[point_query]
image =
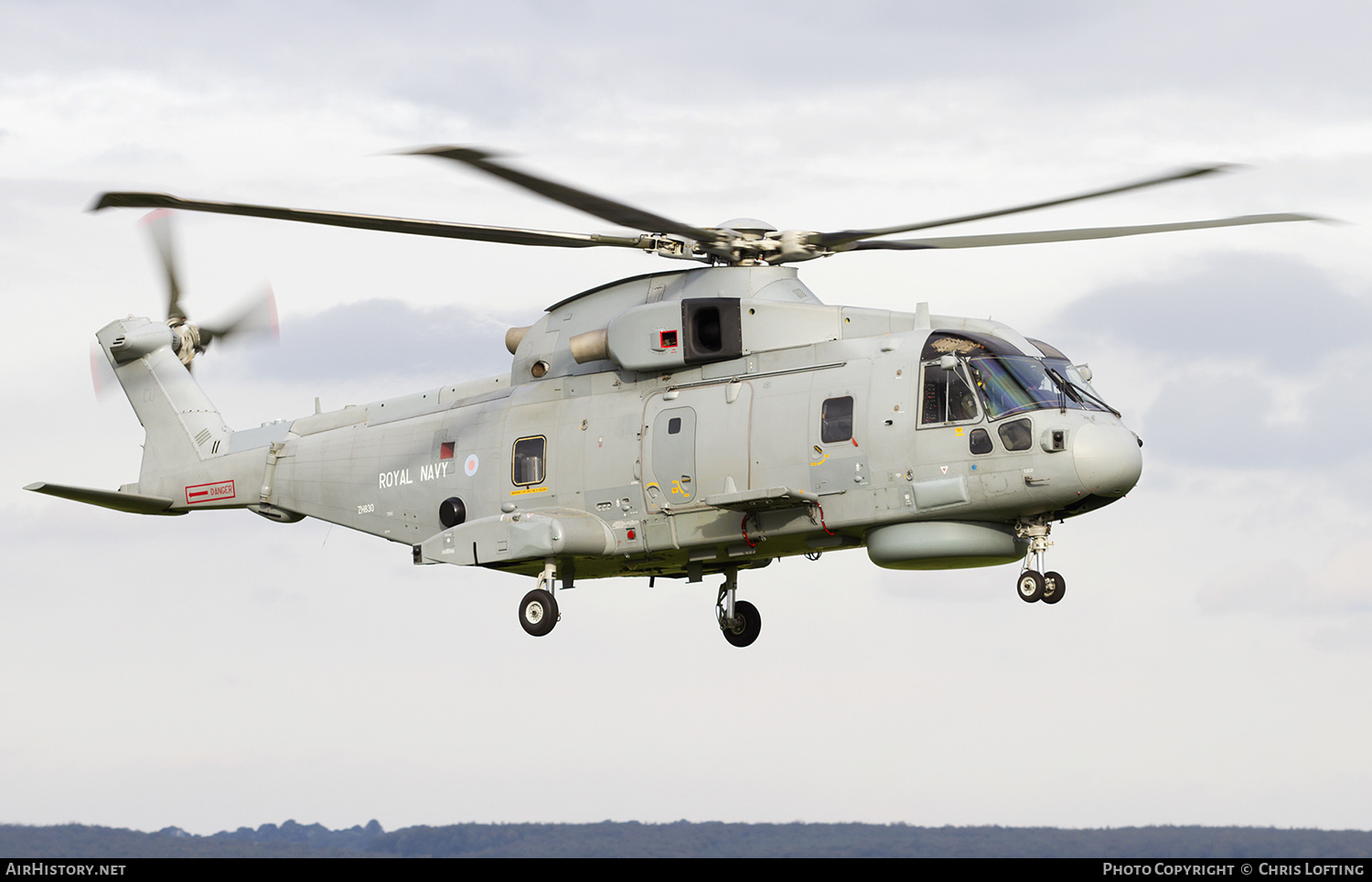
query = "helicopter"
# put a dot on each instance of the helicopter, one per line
(667, 425)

## [Task objective]
Pictures are to be left out when the entries above are repeated exactly.

## [Solution for this problem]
[point_query]
image =
query = "helicopter"
# put a dot on each instance of the helicopter, one per line
(667, 425)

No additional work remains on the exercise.